Task directions :: Please give an exact transcription of the records shown below.

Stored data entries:
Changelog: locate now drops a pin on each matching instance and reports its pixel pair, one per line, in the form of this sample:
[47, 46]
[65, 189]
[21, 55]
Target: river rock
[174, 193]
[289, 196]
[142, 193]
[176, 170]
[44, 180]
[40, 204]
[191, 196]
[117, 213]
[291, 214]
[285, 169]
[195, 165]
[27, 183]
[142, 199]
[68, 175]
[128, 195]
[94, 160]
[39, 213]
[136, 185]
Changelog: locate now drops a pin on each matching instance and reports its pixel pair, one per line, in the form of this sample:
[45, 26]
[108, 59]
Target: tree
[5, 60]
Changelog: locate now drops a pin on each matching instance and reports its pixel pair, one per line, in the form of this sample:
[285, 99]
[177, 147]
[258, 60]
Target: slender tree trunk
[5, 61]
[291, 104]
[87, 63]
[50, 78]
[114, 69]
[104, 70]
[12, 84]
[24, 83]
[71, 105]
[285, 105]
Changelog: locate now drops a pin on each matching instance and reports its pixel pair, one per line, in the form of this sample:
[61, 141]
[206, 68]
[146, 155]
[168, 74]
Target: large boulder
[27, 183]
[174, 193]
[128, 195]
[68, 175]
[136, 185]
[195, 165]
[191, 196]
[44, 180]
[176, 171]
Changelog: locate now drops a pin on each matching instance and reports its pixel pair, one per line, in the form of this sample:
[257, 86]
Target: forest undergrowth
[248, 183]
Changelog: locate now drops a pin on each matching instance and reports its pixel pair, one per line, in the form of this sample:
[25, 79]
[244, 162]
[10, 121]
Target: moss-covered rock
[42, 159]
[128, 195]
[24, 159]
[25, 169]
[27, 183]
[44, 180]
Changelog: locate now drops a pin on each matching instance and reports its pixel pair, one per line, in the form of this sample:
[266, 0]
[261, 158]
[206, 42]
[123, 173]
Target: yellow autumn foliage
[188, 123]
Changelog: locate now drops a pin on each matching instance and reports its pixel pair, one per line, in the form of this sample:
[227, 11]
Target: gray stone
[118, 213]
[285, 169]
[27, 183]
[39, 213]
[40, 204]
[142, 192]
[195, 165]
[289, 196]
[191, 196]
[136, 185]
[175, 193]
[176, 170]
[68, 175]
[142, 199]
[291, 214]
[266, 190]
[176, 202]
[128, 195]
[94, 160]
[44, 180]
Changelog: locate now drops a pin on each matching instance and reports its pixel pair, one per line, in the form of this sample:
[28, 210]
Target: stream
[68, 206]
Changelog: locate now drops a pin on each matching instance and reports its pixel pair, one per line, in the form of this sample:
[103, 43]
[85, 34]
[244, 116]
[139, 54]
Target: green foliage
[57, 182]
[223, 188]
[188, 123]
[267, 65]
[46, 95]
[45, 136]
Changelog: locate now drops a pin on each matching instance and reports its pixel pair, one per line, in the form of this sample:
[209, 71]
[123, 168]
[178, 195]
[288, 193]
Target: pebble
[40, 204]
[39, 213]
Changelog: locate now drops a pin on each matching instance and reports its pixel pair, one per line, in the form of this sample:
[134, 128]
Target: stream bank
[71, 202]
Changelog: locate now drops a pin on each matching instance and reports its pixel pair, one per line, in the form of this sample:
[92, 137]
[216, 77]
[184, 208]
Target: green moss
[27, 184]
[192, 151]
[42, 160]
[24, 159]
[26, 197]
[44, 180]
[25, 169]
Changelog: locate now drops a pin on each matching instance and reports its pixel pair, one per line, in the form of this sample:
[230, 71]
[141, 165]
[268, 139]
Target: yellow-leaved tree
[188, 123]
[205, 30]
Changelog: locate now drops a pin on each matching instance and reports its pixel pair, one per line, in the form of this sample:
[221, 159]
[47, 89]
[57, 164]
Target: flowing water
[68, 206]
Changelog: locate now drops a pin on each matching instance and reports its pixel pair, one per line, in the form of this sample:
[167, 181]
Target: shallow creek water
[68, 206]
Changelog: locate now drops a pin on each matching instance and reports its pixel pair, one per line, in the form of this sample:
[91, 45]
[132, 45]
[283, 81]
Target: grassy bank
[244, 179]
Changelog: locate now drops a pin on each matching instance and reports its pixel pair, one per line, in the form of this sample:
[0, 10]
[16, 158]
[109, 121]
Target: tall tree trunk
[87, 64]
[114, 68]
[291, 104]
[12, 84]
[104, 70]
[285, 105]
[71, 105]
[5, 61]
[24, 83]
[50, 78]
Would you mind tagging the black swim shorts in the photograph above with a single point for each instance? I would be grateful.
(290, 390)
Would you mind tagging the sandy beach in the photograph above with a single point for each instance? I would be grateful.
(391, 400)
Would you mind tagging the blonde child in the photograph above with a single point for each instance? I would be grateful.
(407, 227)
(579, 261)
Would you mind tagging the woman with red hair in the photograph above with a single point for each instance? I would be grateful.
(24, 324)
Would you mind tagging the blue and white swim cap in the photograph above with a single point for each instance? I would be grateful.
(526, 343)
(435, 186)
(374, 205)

Output below ::
Changelog: locate now drops a pin on each matching instance and reports its pixel pair, one per line, in the form of this sample:
[47, 46]
[65, 189]
[21, 55]
Target: river rock
[174, 193]
[289, 196]
[142, 193]
[176, 170]
[44, 180]
[40, 204]
[191, 196]
[117, 213]
[291, 214]
[285, 169]
[195, 165]
[27, 183]
[142, 199]
[68, 175]
[128, 195]
[94, 160]
[39, 213]
[136, 185]
Changelog: locate now drops a pin on each matching instance and reports its pixel pair, one per line, in the form of this sample:
[45, 26]
[108, 59]
Target: tree
[5, 60]
Changelog: locate now drops a pin on each matching instance and reports its pixel pair, one per line, in the form of this sample:
[285, 99]
[177, 147]
[258, 60]
Target: slender tree trunk
[5, 61]
[291, 104]
[87, 63]
[50, 78]
[114, 69]
[104, 70]
[12, 84]
[24, 83]
[71, 105]
[285, 105]
Changelog: locate now drops a pin on each matching instance and reports its pixel pair, one per line, in the form of this sample:
[61, 141]
[206, 68]
[146, 155]
[168, 74]
Target: large boulder
[27, 183]
[174, 193]
[128, 195]
[68, 175]
[136, 185]
[195, 165]
[191, 196]
[44, 180]
[176, 171]
Changelog: locate now drops a pin on each matching instance and reports its pixel pair, one per line, in the form of this sample:
[257, 86]
Target: forest undergrowth
[248, 183]
Changelog: locate now drops a pin on each matching instance and reports its pixel pair, one per line, in the form of this sample:
[25, 79]
[244, 162]
[10, 121]
Target: moss-covered rock
[42, 159]
[128, 195]
[24, 159]
[25, 169]
[27, 183]
[44, 180]
Changelog: locate now drops a pin on each matching instance and reports its pixel pair, one per line, in the form of this sample:
[266, 0]
[261, 158]
[206, 42]
[123, 173]
Target: yellow autumn foliage
[188, 123]
Changelog: locate now drops a pin on each matching instance and reports its pixel pair, one per line, in the form of this sample:
[227, 11]
Target: gray stone
[118, 213]
[285, 169]
[27, 183]
[39, 213]
[40, 204]
[142, 192]
[195, 165]
[289, 196]
[191, 196]
[136, 185]
[175, 193]
[176, 170]
[68, 175]
[142, 199]
[291, 214]
[266, 190]
[176, 202]
[128, 195]
[94, 160]
[44, 180]
Changelog: locate now drops a pin on each matching instance and reports its pixel pair, one per line, in the form of this sample:
[28, 210]
Target: stream
[68, 206]
Changelog: locate now drops a pin on each matching instance and reports its pixel pair, one per line, in the form of this sample:
[103, 43]
[85, 34]
[244, 116]
[139, 54]
Target: green foliage
[57, 182]
[223, 188]
[188, 123]
[267, 65]
[46, 95]
[45, 136]
Changelog: locate now drops a pin on each matching instance and reports its pixel pair, one per line, in the form of this sample:
[209, 71]
[123, 168]
[178, 195]
[288, 193]
Target: pebble
[40, 204]
[39, 213]
Changelog: locate now drops a pin on each matching instance and reports its pixel pair, one per line, in the form of this sample:
[134, 128]
Target: stream bank
[71, 202]
Changelog: locate now drops a pin on each matching instance and reports its pixel pair, one per line, in the form of this sample:
[92, 137]
[216, 77]
[184, 208]
Target: green moss
[27, 184]
[192, 151]
[42, 160]
[24, 159]
[26, 197]
[44, 180]
[25, 169]
Changelog: locate now drops a pin on each matching instance and reports its pixel pair, one per line, in the form of this sample:
[230, 71]
[141, 165]
[268, 139]
Target: yellow-leaved tree
[188, 123]
[205, 30]
Changelog: locate now drops a pin on each matching instance and reports its pixel pair, one per line, in the form of this sample:
[221, 159]
[47, 89]
[57, 164]
Target: flowing water
[68, 206]
Changelog: locate now drops a pin on each matching instance and reports its pixel pair, one per line, in the form of this sample:
[167, 181]
Target: shallow creek water
[68, 206]
Changelog: locate now drops a pin on each matching instance and reports its pixel pair, one per line, in the form of this sample:
[91, 45]
[132, 45]
[283, 81]
Target: grassy bank
[244, 179]
Changelog: locate now drops a pin on each matching instance and reports its pixel pair, one per line, in the form of this sample:
[0, 10]
[16, 158]
[109, 121]
Target: tall tree trunk
[87, 64]
[114, 68]
[291, 104]
[12, 84]
[104, 70]
[285, 105]
[71, 105]
[5, 61]
[24, 83]
[50, 78]
Would you mind tagging the black swim shorts in the photograph above with a single point for each instance? I would be grateful.
(290, 390)
Would you mind tagging the sandy beach in the photograph above with a single point for each instance? I would be grateful.
(391, 400)
Would you mind tagging the blonde child in the photograph above with a single point for each instance? I would be grateful.
(407, 227)
(579, 261)
Would you mind tagging the woman with red hair in the photograph above with a single point for each instance? I would be grateful.
(24, 324)
Would you mind tagging the blue and white swim cap in the photograph above with a single point for each instance? I would be grateful.
(526, 343)
(435, 186)
(374, 205)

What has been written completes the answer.